-- Aim --
Output the lines below as a JSON list of strings, one string per line and blank lines omitted, starting at the line containing "Return one point per instance of the horse head" and running through the last line.

## begin Entries

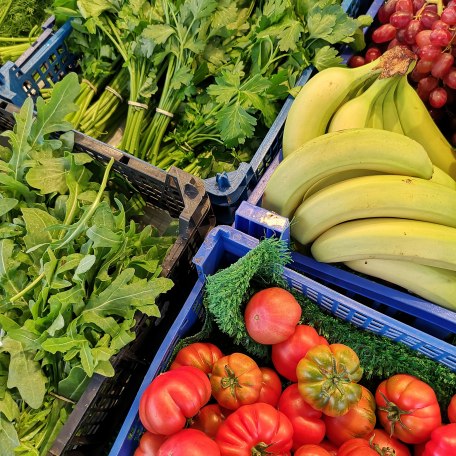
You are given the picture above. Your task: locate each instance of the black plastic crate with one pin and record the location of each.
(98, 415)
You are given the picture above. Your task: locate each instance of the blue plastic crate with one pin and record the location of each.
(225, 245)
(49, 59)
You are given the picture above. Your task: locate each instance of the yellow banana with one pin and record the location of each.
(317, 101)
(356, 112)
(418, 124)
(434, 284)
(363, 148)
(374, 196)
(390, 239)
(391, 120)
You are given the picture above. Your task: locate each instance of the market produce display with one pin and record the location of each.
(392, 414)
(371, 182)
(75, 269)
(199, 82)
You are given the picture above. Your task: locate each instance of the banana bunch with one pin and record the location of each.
(368, 179)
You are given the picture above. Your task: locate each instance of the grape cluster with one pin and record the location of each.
(428, 28)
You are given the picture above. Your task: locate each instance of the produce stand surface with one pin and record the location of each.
(173, 195)
(48, 59)
(225, 245)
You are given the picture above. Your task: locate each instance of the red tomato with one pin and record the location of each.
(172, 397)
(271, 387)
(189, 442)
(357, 447)
(407, 408)
(287, 354)
(359, 421)
(208, 420)
(236, 380)
(150, 444)
(443, 441)
(452, 410)
(202, 355)
(255, 429)
(383, 440)
(308, 425)
(311, 450)
(271, 315)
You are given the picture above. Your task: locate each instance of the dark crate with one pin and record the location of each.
(102, 408)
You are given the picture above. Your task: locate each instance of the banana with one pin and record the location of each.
(374, 196)
(390, 239)
(363, 148)
(418, 124)
(434, 284)
(317, 101)
(442, 178)
(391, 120)
(338, 177)
(356, 112)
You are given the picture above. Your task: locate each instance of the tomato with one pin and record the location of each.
(189, 442)
(199, 354)
(271, 387)
(286, 355)
(271, 315)
(359, 421)
(258, 429)
(443, 441)
(327, 378)
(311, 450)
(208, 420)
(407, 408)
(452, 410)
(383, 440)
(149, 444)
(308, 425)
(236, 380)
(172, 397)
(357, 447)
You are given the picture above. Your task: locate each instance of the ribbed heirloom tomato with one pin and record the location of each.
(236, 380)
(271, 315)
(255, 429)
(172, 398)
(407, 408)
(199, 354)
(359, 421)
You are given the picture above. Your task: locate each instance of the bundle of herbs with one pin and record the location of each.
(20, 22)
(75, 268)
(206, 77)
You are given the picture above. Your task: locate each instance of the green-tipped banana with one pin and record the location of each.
(356, 112)
(389, 239)
(391, 120)
(418, 124)
(317, 101)
(434, 284)
(374, 196)
(363, 148)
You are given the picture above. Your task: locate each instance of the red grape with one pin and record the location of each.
(384, 33)
(428, 18)
(438, 97)
(372, 53)
(412, 30)
(400, 19)
(440, 37)
(429, 52)
(422, 38)
(442, 65)
(450, 78)
(449, 15)
(356, 61)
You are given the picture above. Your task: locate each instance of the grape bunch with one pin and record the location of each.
(428, 28)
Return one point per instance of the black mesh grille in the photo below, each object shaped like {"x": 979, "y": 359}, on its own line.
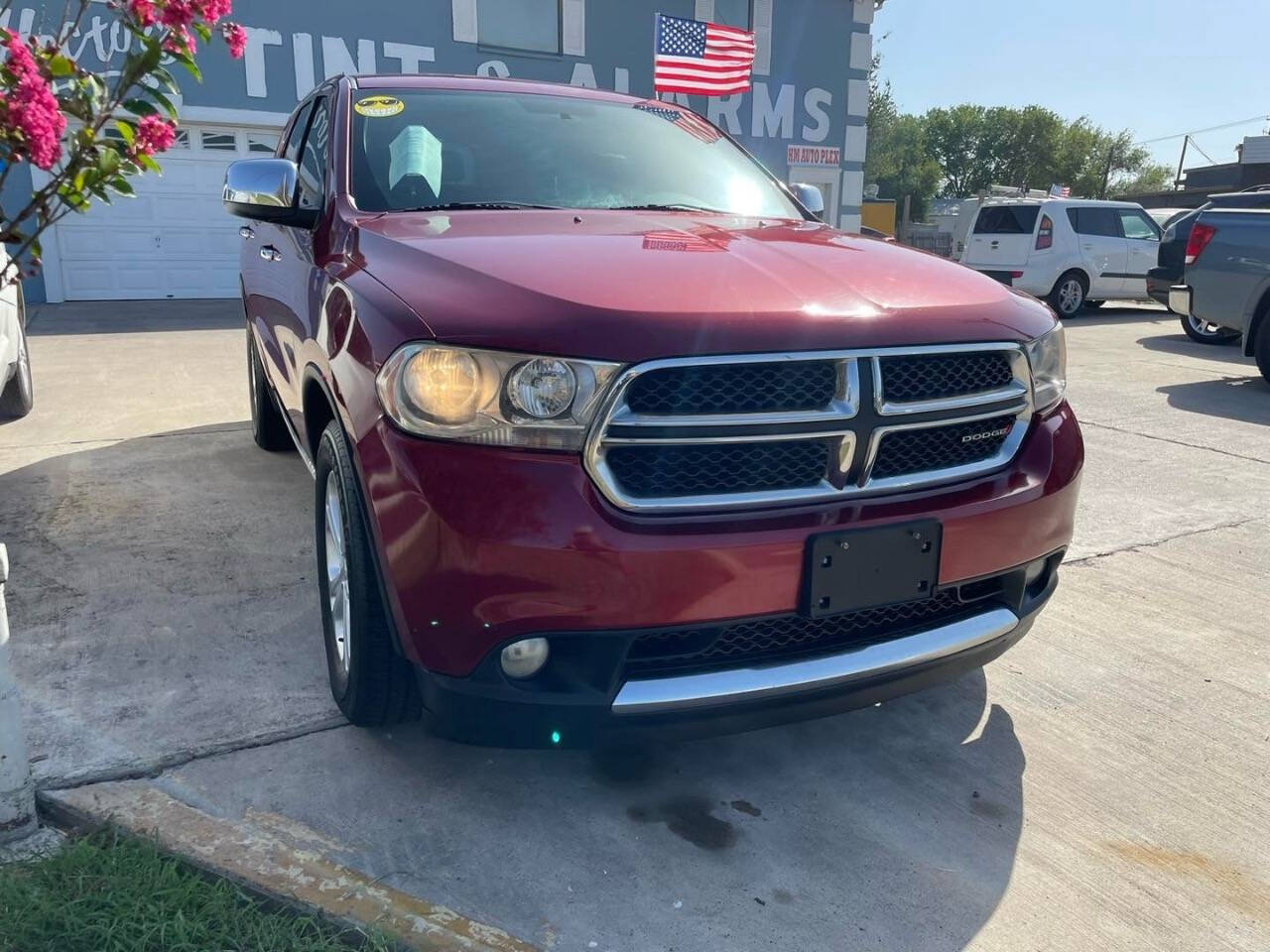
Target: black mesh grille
{"x": 906, "y": 452}
{"x": 943, "y": 376}
{"x": 734, "y": 389}
{"x": 649, "y": 471}
{"x": 789, "y": 635}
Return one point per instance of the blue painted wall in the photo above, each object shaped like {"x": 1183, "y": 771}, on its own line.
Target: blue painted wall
{"x": 802, "y": 102}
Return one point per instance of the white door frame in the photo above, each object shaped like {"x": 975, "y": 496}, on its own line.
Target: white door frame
{"x": 203, "y": 117}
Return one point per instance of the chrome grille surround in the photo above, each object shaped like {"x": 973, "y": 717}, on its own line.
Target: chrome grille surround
{"x": 855, "y": 422}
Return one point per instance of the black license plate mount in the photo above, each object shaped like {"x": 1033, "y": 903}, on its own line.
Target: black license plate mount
{"x": 856, "y": 569}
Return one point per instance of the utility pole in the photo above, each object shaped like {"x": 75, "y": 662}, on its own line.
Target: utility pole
{"x": 17, "y": 793}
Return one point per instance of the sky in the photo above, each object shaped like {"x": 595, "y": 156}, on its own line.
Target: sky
{"x": 1159, "y": 67}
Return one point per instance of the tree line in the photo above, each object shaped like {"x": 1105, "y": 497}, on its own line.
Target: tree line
{"x": 961, "y": 150}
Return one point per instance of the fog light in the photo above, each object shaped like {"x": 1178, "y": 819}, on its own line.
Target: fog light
{"x": 524, "y": 658}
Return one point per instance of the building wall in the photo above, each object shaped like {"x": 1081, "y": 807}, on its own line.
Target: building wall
{"x": 811, "y": 86}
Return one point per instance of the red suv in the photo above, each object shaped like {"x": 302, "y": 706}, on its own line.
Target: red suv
{"x": 608, "y": 431}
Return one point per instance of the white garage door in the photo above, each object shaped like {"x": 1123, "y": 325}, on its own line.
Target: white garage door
{"x": 175, "y": 239}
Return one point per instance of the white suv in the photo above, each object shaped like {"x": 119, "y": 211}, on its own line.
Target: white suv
{"x": 1071, "y": 252}
{"x": 17, "y": 393}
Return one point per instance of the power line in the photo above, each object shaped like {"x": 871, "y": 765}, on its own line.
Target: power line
{"x": 1210, "y": 128}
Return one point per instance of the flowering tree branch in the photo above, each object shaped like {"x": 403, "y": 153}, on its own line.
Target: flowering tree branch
{"x": 116, "y": 128}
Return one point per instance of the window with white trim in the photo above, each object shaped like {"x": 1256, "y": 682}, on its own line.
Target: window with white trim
{"x": 534, "y": 26}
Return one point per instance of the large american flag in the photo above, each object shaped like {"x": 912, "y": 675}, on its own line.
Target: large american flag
{"x": 703, "y": 59}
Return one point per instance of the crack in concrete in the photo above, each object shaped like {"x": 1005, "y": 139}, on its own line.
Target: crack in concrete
{"x": 167, "y": 762}
{"x": 1157, "y": 543}
{"x": 1175, "y": 442}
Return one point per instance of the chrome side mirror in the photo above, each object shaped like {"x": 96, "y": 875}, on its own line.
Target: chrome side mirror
{"x": 810, "y": 197}
{"x": 266, "y": 189}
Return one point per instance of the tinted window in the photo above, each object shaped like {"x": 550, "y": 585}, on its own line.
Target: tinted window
{"x": 425, "y": 149}
{"x": 520, "y": 24}
{"x": 1007, "y": 220}
{"x": 313, "y": 163}
{"x": 1138, "y": 226}
{"x": 295, "y": 136}
{"x": 1095, "y": 221}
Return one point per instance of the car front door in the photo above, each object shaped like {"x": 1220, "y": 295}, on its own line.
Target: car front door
{"x": 1142, "y": 239}
{"x": 1103, "y": 252}
{"x": 266, "y": 293}
{"x": 291, "y": 263}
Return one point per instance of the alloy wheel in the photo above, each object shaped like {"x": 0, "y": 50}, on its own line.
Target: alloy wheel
{"x": 1071, "y": 298}
{"x": 336, "y": 576}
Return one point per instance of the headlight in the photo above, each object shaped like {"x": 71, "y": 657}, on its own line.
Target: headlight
{"x": 490, "y": 397}
{"x": 1048, "y": 359}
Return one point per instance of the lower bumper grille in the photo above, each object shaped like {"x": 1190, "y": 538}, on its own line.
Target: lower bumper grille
{"x": 789, "y": 635}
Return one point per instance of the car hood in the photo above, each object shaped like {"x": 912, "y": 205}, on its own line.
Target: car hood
{"x": 633, "y": 286}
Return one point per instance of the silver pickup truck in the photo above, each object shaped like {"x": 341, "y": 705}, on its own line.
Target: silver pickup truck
{"x": 1227, "y": 277}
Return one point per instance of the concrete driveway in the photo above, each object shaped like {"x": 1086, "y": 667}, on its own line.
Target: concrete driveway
{"x": 1102, "y": 785}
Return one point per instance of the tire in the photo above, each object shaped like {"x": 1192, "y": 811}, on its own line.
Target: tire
{"x": 19, "y": 395}
{"x": 1205, "y": 333}
{"x": 1261, "y": 349}
{"x": 371, "y": 683}
{"x": 1067, "y": 298}
{"x": 268, "y": 428}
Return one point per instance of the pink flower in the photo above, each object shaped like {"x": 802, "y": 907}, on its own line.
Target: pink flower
{"x": 31, "y": 113}
{"x": 235, "y": 37}
{"x": 144, "y": 12}
{"x": 154, "y": 135}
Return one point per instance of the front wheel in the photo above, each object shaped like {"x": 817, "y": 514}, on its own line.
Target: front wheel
{"x": 368, "y": 679}
{"x": 19, "y": 397}
{"x": 1067, "y": 298}
{"x": 1206, "y": 333}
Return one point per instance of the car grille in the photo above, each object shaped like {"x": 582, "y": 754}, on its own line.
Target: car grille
{"x": 774, "y": 429}
{"x": 712, "y": 468}
{"x": 734, "y": 389}
{"x": 942, "y": 376}
{"x": 905, "y": 452}
{"x": 784, "y": 636}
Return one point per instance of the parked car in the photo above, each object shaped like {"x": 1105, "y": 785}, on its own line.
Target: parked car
{"x": 1227, "y": 277}
{"x": 17, "y": 389}
{"x": 610, "y": 434}
{"x": 1173, "y": 262}
{"x": 1074, "y": 253}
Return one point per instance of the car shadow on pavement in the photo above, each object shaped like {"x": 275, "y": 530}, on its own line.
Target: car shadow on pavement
{"x": 887, "y": 828}
{"x": 163, "y": 608}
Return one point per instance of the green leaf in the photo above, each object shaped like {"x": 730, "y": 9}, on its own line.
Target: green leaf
{"x": 60, "y": 66}
{"x": 140, "y": 107}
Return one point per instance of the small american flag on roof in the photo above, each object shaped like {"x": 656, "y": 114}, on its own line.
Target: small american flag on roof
{"x": 702, "y": 59}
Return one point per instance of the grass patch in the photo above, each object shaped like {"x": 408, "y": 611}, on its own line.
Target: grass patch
{"x": 107, "y": 892}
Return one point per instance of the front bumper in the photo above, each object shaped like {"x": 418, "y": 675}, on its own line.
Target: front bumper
{"x": 479, "y": 546}
{"x": 728, "y": 701}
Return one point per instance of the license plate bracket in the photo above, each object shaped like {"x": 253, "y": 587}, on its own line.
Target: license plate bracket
{"x": 855, "y": 569}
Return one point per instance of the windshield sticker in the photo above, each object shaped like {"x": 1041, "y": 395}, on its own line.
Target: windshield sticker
{"x": 379, "y": 107}
{"x": 416, "y": 151}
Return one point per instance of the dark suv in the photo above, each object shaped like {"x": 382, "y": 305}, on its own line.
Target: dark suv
{"x": 608, "y": 431}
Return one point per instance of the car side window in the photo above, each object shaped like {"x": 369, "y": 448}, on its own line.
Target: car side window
{"x": 1095, "y": 221}
{"x": 1138, "y": 226}
{"x": 296, "y": 135}
{"x": 313, "y": 158}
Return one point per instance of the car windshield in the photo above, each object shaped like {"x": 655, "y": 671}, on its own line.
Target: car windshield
{"x": 453, "y": 150}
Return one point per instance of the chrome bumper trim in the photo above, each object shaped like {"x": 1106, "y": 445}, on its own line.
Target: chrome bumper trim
{"x": 765, "y": 682}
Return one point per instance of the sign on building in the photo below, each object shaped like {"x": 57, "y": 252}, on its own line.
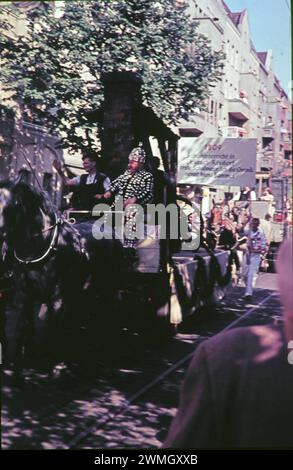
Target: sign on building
{"x": 227, "y": 162}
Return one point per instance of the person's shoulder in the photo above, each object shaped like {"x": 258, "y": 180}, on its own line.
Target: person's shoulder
{"x": 241, "y": 343}
{"x": 146, "y": 173}
{"x": 102, "y": 175}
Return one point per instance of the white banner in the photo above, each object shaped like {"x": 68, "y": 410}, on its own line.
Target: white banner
{"x": 219, "y": 161}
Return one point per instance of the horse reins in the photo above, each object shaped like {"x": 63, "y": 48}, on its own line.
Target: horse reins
{"x": 58, "y": 222}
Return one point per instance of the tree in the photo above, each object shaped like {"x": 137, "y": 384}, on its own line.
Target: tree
{"x": 55, "y": 69}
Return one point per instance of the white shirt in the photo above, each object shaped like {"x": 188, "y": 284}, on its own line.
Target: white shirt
{"x": 91, "y": 178}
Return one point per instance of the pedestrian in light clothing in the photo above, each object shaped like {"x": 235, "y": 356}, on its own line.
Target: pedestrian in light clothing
{"x": 256, "y": 247}
{"x": 238, "y": 390}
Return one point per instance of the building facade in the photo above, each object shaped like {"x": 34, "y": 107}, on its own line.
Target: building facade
{"x": 249, "y": 101}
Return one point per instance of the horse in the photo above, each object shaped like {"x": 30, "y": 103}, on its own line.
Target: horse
{"x": 59, "y": 270}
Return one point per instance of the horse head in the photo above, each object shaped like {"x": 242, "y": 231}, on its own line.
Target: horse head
{"x": 22, "y": 211}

## end Entries

-- Task solution --
[
  "Return one point per instance of the horse head in the photo above, each object shaped like {\"x\": 242, \"y\": 231}, on its own line.",
  "Target: horse head",
  "{\"x\": 22, \"y\": 211}"
]